Provided records:
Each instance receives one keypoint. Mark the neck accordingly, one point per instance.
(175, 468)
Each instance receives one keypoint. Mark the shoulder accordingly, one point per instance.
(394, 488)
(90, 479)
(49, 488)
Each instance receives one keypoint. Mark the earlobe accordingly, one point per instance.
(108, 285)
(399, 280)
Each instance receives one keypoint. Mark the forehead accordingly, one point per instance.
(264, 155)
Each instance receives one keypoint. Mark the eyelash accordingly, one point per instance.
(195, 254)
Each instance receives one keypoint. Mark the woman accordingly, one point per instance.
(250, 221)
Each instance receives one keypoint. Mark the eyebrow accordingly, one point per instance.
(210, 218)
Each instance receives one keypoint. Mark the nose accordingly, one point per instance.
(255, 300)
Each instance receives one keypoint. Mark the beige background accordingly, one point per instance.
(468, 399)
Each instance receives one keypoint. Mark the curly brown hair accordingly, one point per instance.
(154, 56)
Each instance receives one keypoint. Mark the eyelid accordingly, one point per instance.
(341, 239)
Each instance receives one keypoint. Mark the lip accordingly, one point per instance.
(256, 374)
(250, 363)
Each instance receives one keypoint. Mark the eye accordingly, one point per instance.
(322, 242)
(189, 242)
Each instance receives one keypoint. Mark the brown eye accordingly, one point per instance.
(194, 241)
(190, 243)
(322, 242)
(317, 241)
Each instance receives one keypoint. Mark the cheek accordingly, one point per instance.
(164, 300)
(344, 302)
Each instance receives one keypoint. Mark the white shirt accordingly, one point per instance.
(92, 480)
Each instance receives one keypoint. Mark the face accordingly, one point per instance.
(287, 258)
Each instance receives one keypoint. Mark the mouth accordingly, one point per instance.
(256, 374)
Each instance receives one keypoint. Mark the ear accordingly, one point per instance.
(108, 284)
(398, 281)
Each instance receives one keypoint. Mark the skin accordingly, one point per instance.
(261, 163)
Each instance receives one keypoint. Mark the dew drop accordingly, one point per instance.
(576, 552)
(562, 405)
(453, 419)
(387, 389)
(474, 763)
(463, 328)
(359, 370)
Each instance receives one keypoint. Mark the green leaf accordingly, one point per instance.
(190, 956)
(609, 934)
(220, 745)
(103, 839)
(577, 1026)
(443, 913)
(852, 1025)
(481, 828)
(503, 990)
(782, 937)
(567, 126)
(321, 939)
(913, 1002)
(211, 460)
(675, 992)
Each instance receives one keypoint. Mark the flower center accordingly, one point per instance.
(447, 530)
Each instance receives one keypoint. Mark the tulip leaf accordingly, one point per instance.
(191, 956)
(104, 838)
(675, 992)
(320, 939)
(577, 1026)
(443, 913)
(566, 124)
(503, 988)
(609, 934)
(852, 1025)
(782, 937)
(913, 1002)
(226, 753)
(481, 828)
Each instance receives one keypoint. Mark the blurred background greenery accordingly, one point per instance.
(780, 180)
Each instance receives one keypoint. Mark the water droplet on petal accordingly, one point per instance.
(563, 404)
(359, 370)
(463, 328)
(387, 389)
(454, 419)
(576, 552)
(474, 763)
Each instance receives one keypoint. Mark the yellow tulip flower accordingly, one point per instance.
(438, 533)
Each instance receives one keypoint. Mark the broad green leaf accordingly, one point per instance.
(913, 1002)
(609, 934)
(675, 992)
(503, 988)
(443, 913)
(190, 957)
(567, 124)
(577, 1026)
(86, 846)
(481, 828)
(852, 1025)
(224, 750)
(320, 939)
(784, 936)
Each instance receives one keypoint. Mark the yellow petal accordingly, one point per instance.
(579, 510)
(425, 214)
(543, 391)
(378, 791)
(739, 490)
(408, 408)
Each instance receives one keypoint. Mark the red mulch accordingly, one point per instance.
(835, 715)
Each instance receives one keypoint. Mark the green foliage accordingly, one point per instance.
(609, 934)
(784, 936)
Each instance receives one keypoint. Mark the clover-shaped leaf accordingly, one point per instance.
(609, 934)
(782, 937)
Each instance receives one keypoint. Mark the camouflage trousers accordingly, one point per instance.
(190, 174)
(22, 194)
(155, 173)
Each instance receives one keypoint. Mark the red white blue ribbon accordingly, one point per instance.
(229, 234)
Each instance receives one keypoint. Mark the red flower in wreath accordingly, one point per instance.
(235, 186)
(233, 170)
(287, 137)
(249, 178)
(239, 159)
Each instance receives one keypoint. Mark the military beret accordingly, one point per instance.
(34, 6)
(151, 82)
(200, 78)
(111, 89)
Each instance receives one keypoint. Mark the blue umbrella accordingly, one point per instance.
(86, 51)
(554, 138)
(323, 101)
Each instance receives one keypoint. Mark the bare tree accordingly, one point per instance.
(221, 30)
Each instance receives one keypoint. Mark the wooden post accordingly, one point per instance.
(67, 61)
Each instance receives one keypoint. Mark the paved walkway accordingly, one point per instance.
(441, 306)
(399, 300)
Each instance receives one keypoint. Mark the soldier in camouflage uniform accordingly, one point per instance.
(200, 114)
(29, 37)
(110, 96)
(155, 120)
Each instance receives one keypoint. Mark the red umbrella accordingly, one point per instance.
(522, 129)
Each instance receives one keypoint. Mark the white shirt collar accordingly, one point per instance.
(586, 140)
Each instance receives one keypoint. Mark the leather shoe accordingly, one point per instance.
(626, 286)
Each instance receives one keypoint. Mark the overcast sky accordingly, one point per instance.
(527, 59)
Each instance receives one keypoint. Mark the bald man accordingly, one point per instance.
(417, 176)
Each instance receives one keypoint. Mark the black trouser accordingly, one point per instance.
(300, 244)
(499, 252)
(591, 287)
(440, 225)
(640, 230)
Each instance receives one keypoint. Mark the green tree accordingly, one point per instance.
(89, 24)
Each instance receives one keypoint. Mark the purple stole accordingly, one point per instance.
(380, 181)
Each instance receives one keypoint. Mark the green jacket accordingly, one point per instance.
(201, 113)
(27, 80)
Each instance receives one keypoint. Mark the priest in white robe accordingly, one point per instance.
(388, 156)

About this exercise:
Reproduce the data in full, exactly.

Response to this exercise:
Each instance receives one keypoint. Mark the neck accordingly, one point per instance.
(175, 468)
Each instance receives one keypoint. Mark the shoulder accordingly, one point per instance.
(394, 488)
(90, 479)
(49, 488)
Each instance receives one keypoint. Mark the earlobe accordingly, one point per instance.
(108, 285)
(399, 280)
Each instance receives one keypoint. Mark the forehead accordingly, one point per instance.
(264, 155)
Each instance receives one keypoint. Mark the eyelash accordingly, one point per instance.
(195, 254)
Each instance receives one keypoint. Mark the woman accordingly, one point per instance.
(250, 221)
Each instance receives one keypoint. Mark the eyebrow accordingly, one point per instance.
(210, 218)
Each instance receives one keypoint. Mark the nose accordingly, one point per instance.
(255, 300)
Each instance receives one keypoint. Mark the beige background accordingly, one point per instance.
(468, 399)
Each instance receives one keypoint. Mark the curly brown hair accordingly, one point per instance.
(154, 56)
Each instance receives one keypoint. Mark the eyelid accordingly, one point per instance.
(341, 239)
Each instance receives one keypoint. Mark the lip accordingly, one point per instance.
(256, 374)
(250, 363)
Each instance receives one keypoint. Mark the eye accordingly, one point per instance.
(322, 242)
(189, 242)
Each instance receives one keypoint. Mark the brown eye accordingly, one point per instance.
(194, 241)
(190, 243)
(322, 242)
(317, 241)
Each instance receives one keypoint. Mark the cheek accordingly, one point per instance.
(164, 300)
(344, 302)
Each instance receives one keypoint. Mark the white shirt accordingly, one point per instance.
(92, 480)
Each instance receives one keypoint. Mark the face accordingly, one point per instance.
(287, 258)
Each instance receives one keypoint. Mark the mouth accordingly, one point per instance.
(256, 374)
Each instance receives one keypoint. Mark the ear accordingly, one point per instance.
(108, 284)
(398, 281)
Each instance receives one keypoint. Mark the skin accordingly, one point per instance.
(261, 163)
Each instance receives one keypoint. Mark the dew drop accordingly, one point per instance.
(576, 552)
(562, 405)
(453, 419)
(387, 389)
(474, 763)
(463, 328)
(359, 370)
Each instance receives one keypoint. Mark the green leaf accordingly, one point per instance.
(190, 956)
(609, 934)
(220, 745)
(103, 839)
(577, 1026)
(443, 913)
(852, 1025)
(481, 828)
(503, 990)
(782, 937)
(567, 126)
(321, 939)
(913, 1002)
(211, 460)
(675, 992)
Each instance receives one keypoint. Mark the flower center accordingly, one point per instance.
(447, 530)
Each instance receives one keypoint. Mark the tulip leaf accordingly, one point per instance.
(191, 956)
(104, 838)
(675, 992)
(320, 939)
(577, 1026)
(443, 913)
(566, 124)
(503, 988)
(609, 934)
(852, 1025)
(782, 937)
(913, 1002)
(226, 753)
(481, 828)
Each instance receives one keypoint. Mark the blurred background greenery accordingly, one point per instance.
(780, 180)
Each instance receives one keypoint. Mark the water droplet on petal accordingly, one point per instance.
(563, 404)
(359, 370)
(463, 328)
(387, 389)
(454, 419)
(576, 552)
(474, 763)
Each instance receives one keypoint. Mark the yellow tulip flower accordingly, one point per instance.
(438, 533)
Each instance receives one keypoint. Mark the broad green leaf accordingly, one point per instance.
(913, 1002)
(609, 934)
(675, 992)
(503, 988)
(443, 913)
(190, 957)
(567, 124)
(577, 1026)
(86, 846)
(481, 828)
(852, 1025)
(224, 750)
(320, 939)
(784, 936)
Each instance receives one keypoint. Mark the yellow petal accordingly, one point per instance.
(579, 510)
(425, 214)
(543, 391)
(378, 791)
(739, 490)
(408, 408)
Each instance receives one keypoint. Mark the red mulch accordingly, one point per instance.
(835, 715)
Each instance receives one keypoint. Mark the green foliage accordingly, one point per instance.
(609, 934)
(784, 936)
Each instance receives one keypoint. Mark the clover-shaped leaf accordingly, one point per instance.
(609, 934)
(782, 937)
Each instance receives one keypoint. Mark the camouflage trousers accordingly, one point per instance.
(190, 174)
(22, 194)
(155, 173)
Each instance receives one keypoint. Mark the red white blue ribbon accordingly, one point per instance.
(229, 234)
Each instance receives one keypoint. Mark the red flower in wreath accordingly, one point per instance.
(235, 186)
(233, 170)
(287, 137)
(249, 178)
(239, 159)
Each instance receives one keypoint. Mark the military beret accordingly, one point per instance.
(34, 6)
(151, 82)
(200, 78)
(111, 89)
Each instance receives one keypoint. Mark the blue umbrella accordingly, one point per instance.
(86, 51)
(554, 138)
(323, 101)
Each instance receives one keypoint. Mark the bare tree accordingly, one point per instance.
(221, 30)
Each instance receives one keypoint. Mark the wooden post accordingly, one point per instance.
(67, 61)
Each instance receives one keypoint. Mark the paved walkway accordingly, one point per instance.
(441, 306)
(399, 300)
Each instance receives one keypoint. Mark the soldier in camouflage uniform accordingly, one point per instance.
(200, 114)
(29, 37)
(110, 96)
(155, 120)
Each instance receives one keypoint. Mark the red umbrella accordingly, one point per instance.
(522, 129)
Each instance receives one keypoint. Mark the white shirt collar accordingly, one point per instance.
(586, 140)
Each instance receives one keypoint. Mark the leather shoe accordingly, one point per instance.
(626, 286)
Each instance receives one keypoint. Mark the overcast sky accordingly, one point per instance.
(527, 59)
Each instance receives one keypoint. Mark the bald man accordingly, one point per instance.
(417, 176)
Each instance receives one keypoint. Mark the black trouser accordingly, one point per instance.
(300, 244)
(499, 252)
(591, 287)
(440, 225)
(640, 230)
Each instance receives one keypoint. Mark the green tree accordingly, one point per instance.
(89, 24)
Each instance receives one keypoint. Mark the purple stole accordingly, one point per instance.
(380, 181)
Each instance receives one keypoint. Mark the green jacket accordingly, one point per instance.
(201, 113)
(27, 80)
Each instance receives one keypoint. Mark the priest in white robe accordingly, one point per instance.
(388, 156)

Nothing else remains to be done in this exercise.